__WHAT IS NEEDED__. Turn the records in the stretch from the line containing "Note: point to every instance of the calm" through the line containing "x=165, y=203" into a two-column CSV with the columns text and answer, one row per record. Put each field in quotes and replace line breaks inside a field with spaces.

[BEGIN DATA SHOWN]

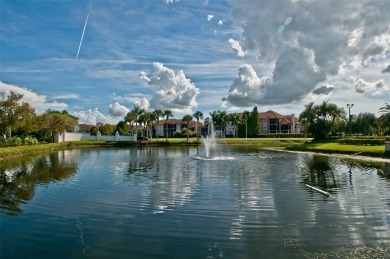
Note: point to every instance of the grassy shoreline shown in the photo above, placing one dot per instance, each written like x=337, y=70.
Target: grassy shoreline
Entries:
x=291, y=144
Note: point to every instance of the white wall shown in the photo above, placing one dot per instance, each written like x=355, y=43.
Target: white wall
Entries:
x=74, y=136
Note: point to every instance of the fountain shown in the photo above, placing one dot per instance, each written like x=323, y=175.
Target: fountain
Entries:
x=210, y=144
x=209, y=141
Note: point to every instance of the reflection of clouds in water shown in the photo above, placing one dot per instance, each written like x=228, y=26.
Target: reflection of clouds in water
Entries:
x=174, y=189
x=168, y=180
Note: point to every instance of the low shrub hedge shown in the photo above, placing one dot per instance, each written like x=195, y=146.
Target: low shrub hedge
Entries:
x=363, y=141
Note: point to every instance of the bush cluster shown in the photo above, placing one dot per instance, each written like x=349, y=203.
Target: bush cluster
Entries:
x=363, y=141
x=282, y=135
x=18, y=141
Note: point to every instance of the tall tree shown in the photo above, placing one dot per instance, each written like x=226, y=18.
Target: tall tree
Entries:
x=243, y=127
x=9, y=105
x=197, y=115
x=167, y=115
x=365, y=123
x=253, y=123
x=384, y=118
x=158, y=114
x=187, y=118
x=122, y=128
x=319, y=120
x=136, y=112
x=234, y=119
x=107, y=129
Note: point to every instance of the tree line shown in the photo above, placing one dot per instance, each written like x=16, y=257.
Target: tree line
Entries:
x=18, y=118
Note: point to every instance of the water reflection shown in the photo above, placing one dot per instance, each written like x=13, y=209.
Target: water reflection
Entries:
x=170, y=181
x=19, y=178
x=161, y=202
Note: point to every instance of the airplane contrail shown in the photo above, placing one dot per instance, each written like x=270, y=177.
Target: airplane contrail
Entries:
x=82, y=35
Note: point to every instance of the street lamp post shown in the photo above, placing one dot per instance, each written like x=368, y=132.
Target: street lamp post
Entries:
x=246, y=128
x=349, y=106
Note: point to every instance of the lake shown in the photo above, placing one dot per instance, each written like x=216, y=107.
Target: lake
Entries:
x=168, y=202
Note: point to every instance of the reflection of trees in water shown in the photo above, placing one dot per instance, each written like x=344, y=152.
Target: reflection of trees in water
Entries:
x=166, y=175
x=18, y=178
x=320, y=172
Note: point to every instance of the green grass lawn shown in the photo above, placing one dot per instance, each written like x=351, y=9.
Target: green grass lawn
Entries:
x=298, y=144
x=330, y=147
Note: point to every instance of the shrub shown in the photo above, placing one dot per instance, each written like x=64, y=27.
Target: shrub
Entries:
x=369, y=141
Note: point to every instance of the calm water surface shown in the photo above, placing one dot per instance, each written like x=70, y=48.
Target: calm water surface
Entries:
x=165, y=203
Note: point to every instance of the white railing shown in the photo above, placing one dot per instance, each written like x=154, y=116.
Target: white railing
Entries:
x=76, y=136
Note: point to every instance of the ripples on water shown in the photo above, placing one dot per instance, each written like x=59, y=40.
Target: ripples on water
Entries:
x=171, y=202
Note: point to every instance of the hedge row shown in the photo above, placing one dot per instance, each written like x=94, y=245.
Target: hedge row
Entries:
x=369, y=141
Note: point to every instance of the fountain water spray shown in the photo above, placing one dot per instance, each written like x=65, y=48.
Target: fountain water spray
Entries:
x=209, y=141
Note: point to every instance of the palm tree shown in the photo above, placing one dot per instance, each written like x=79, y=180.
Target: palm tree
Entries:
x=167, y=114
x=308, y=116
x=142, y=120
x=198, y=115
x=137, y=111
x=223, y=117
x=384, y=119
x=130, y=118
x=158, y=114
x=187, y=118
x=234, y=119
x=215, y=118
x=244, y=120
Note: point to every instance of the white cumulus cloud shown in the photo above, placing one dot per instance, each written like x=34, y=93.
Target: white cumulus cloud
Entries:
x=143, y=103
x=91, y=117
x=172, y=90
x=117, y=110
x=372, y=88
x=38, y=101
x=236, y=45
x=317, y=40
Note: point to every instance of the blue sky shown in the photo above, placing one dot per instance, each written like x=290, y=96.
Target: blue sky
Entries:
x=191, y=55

[END DATA SHOWN]
[BEGIN DATA SHOWN]

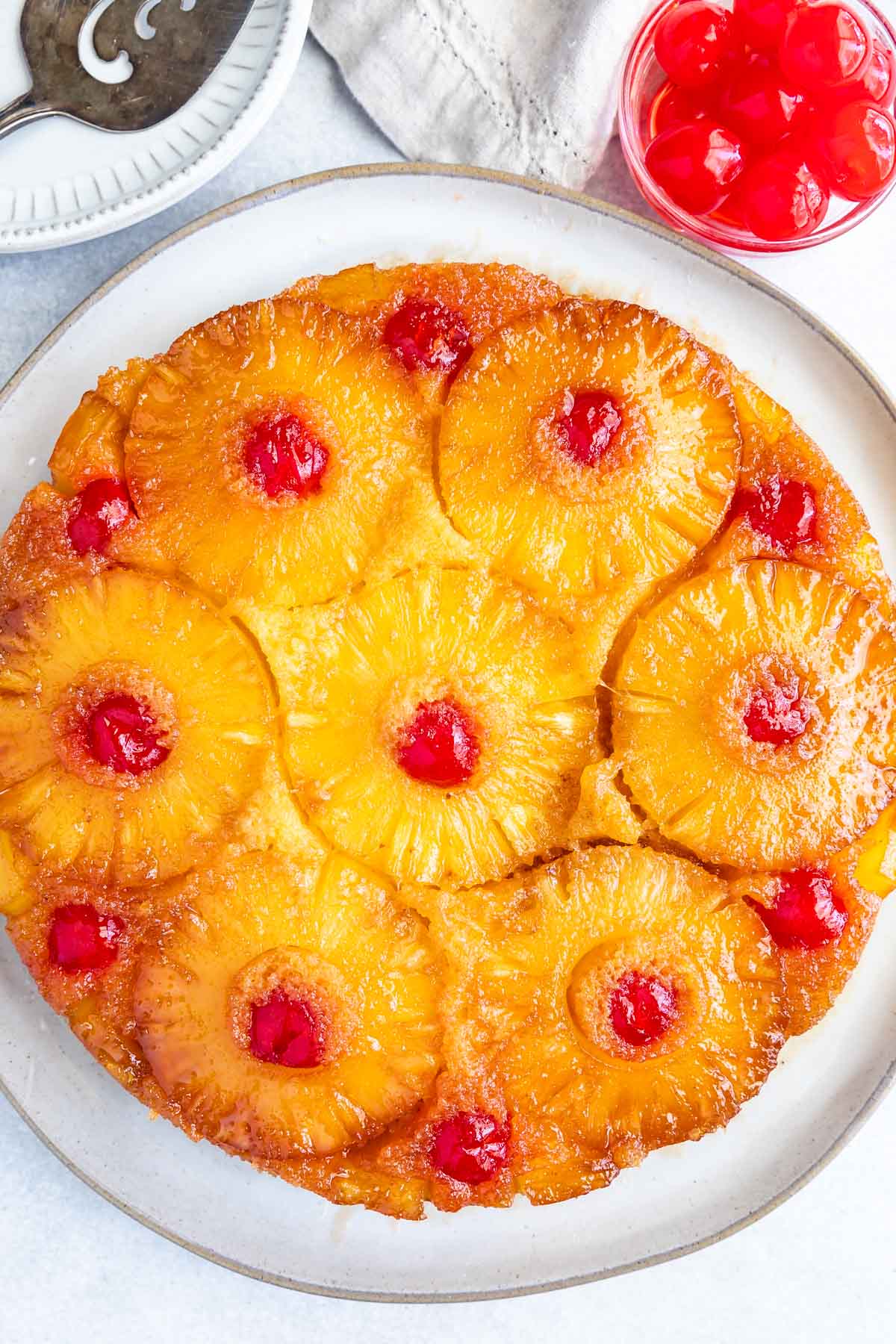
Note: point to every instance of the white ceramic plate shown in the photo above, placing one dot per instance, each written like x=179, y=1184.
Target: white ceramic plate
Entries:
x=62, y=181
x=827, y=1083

[END DATA SHOWN]
[BEGIN DATA SHOWN]

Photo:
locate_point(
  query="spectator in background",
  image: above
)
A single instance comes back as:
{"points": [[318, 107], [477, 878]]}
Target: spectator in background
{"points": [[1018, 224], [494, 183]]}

[END DATA SHOWN]

__TASK RESULT__.
text,answer
"Note: point to every instance of the calm water surface shown in the photo above, placing one dot per instance, each written like x=70, y=48. Target: calm water surface Entries:","x=165, y=203"